**EXTRACT:**
---

Tuesday, 13 August 2013

A short detective story involving 5 ¼ inch floppy disks

Earlier this year my colleague encountered two small boxes of 5 ¼ inch floppy disks buried within the Marks and Gran archive in the strongrooms of the Borthwick Institute. He had been performing an audit of audio visual material in our care and came across these in an unlisted archive.

This was exciting to me as I had not worked with this media before. As a digital archivist I had often encountered 3 ½ inch floppies but not their larger (and floppier) precursors. The story and detective work that follows, took us firmly into the realm of ‘digital archaeology’.

Digital archaeology: 
The process of reclaiming digital information that has been damaged or become unusable due to technological obsolescence of formats and/or media” (definition from Glossaurus)

Marks and Gran were a writing duo who wrote the scripts of many TV sitcoms from the late 1970's on-wards. ‘Birds of a Feather’ was the one that I remember watching myself in the 80’s and 90's but their credits include many others such as ‘Goodnight Sweetheart’ and ‘The New Statesman’. Their archive had been entrusted to us and was awaiting cataloguing.

---

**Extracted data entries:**

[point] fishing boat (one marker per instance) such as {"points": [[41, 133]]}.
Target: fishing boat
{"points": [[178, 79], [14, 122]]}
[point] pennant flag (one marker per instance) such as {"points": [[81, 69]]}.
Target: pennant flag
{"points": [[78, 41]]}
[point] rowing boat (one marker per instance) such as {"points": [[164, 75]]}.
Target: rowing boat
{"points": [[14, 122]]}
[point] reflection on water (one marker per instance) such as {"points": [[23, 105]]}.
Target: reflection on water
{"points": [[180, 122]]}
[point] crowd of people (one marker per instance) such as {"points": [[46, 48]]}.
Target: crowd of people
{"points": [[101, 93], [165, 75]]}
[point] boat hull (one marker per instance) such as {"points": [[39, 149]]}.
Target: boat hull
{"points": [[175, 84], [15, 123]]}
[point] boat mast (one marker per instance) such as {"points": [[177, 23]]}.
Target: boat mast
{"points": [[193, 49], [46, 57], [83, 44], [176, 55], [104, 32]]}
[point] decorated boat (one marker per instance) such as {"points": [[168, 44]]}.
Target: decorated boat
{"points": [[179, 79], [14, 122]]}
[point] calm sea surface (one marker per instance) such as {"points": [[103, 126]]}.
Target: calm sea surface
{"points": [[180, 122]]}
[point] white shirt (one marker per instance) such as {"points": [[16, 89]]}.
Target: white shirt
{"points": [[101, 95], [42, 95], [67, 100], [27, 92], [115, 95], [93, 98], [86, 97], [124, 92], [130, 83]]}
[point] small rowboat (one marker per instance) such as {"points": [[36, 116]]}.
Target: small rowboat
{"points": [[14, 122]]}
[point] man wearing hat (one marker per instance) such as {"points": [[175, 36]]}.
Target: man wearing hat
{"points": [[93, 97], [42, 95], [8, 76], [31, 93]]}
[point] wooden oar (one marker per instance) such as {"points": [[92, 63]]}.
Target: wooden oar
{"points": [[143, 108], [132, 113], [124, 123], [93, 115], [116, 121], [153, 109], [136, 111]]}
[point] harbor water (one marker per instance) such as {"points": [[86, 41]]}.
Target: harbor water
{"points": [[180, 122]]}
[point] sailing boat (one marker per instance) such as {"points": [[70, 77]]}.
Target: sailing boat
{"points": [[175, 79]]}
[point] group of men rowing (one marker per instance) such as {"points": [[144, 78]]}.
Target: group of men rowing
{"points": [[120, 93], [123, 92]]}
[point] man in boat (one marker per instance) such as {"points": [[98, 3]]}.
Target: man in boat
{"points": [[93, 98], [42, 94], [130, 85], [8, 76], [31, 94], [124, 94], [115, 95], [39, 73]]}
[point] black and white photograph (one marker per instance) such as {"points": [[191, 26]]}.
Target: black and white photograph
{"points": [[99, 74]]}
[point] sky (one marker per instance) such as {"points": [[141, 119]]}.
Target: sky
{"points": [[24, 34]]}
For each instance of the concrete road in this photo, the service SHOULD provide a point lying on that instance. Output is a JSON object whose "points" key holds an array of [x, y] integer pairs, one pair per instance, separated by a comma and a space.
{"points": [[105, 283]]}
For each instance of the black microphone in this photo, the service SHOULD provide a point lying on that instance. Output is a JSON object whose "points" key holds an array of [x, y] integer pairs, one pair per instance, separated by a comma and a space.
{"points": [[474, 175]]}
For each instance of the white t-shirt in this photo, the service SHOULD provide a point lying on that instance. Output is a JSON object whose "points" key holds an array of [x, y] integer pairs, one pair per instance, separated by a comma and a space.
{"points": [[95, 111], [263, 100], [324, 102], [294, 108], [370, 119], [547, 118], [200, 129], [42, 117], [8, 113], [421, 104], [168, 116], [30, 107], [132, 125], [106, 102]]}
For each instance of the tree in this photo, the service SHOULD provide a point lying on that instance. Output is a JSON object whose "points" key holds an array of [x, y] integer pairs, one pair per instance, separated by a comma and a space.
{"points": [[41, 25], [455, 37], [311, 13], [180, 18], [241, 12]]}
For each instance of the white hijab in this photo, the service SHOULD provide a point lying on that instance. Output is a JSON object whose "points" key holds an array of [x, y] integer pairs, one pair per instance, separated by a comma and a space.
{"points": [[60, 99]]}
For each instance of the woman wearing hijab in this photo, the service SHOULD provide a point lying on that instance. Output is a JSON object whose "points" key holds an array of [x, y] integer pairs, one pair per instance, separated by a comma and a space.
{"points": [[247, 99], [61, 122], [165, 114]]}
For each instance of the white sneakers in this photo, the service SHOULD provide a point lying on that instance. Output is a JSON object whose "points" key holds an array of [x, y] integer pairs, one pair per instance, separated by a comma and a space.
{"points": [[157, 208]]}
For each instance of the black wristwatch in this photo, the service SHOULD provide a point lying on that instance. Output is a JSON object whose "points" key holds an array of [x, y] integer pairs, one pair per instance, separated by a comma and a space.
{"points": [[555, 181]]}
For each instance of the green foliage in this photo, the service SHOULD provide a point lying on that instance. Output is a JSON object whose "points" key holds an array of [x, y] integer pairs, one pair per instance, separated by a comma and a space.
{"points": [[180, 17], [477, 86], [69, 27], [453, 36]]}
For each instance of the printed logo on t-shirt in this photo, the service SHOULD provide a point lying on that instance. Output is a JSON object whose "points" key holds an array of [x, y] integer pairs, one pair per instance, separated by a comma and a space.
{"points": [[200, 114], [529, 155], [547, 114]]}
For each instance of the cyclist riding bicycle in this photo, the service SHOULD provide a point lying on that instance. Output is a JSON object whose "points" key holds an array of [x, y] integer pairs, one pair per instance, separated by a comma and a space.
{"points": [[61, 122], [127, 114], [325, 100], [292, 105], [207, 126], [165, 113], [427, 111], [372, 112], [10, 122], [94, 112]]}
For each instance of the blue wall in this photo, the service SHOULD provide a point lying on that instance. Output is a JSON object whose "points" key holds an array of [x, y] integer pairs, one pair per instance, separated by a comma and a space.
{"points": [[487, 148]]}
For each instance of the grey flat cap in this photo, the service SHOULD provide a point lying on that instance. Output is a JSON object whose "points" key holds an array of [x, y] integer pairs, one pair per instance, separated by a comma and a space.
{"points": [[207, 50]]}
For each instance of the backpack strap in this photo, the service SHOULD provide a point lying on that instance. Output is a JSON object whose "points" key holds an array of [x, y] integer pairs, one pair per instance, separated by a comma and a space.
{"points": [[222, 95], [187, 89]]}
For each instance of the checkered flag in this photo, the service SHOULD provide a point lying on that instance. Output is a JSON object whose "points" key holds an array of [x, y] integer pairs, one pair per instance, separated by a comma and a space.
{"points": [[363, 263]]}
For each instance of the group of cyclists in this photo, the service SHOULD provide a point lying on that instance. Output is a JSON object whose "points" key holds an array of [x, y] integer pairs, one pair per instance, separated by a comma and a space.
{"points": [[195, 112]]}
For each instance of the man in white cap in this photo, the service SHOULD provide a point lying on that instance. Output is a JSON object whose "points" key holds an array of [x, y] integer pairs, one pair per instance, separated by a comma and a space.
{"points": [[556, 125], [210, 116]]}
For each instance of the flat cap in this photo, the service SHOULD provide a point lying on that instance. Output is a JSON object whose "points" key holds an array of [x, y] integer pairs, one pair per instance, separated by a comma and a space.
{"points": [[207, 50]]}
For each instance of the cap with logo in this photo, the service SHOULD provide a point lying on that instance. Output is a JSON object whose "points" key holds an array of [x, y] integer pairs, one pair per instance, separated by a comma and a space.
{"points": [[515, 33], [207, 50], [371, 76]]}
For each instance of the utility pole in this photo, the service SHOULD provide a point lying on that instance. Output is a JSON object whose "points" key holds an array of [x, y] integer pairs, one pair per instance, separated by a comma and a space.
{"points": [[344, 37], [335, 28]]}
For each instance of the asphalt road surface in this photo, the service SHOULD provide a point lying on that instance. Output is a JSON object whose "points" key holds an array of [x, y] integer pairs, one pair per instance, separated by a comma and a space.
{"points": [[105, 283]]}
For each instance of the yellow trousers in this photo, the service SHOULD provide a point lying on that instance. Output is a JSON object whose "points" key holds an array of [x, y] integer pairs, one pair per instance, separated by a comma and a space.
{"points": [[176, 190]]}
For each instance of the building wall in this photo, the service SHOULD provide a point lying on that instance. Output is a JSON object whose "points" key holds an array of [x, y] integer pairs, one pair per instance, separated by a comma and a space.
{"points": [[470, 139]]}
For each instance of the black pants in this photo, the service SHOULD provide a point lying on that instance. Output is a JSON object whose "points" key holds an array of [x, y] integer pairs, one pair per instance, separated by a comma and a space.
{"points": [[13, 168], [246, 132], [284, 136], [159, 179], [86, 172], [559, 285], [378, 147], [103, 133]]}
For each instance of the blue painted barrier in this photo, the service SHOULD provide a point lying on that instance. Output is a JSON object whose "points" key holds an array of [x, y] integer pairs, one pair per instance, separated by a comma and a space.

---

**TASKS TO PERFORM:**
(1) Retype everything in the floppy disk post from "Earlier this year" down to "of ‘digital archaeology’.", keeping every word and mark as it stands.
(2) Pick out each line of the rows that contains the string "flag", treating uppercase and lowercase as different.
The floppy disk post and the rows have nothing to do with each other.

**TASK-BY-TASK OUTPUTS:**
(1)
Earlier this year my colleague encountered two small boxes of 5 ¼ inch floppy disks buried within the Marks and Gran archive in the strongrooms of the Borthwick Institute. He had been performing an audit of audio visual material in our care and came across these in an unlisted archive.

This was exciting to me as I had not worked with this media before. As a digital archivist I had often encountered 3 ½ inch floppies but not their larger (and floppier) precursors. The story and detective work that follows, took us firmly into the realm of ‘digital archaeology’.

(2)
[point] pennant flag (one marker per instance) such as {"points": [[81, 69]]}.
Target: pennant flag
For each instance of the checkered flag in this photo, the service SHOULD provide a point lying on that instance. Output is a JSON object whose "points" key holds an array of [x, y] integer pairs, one pair per instance, separated by a comma and a space.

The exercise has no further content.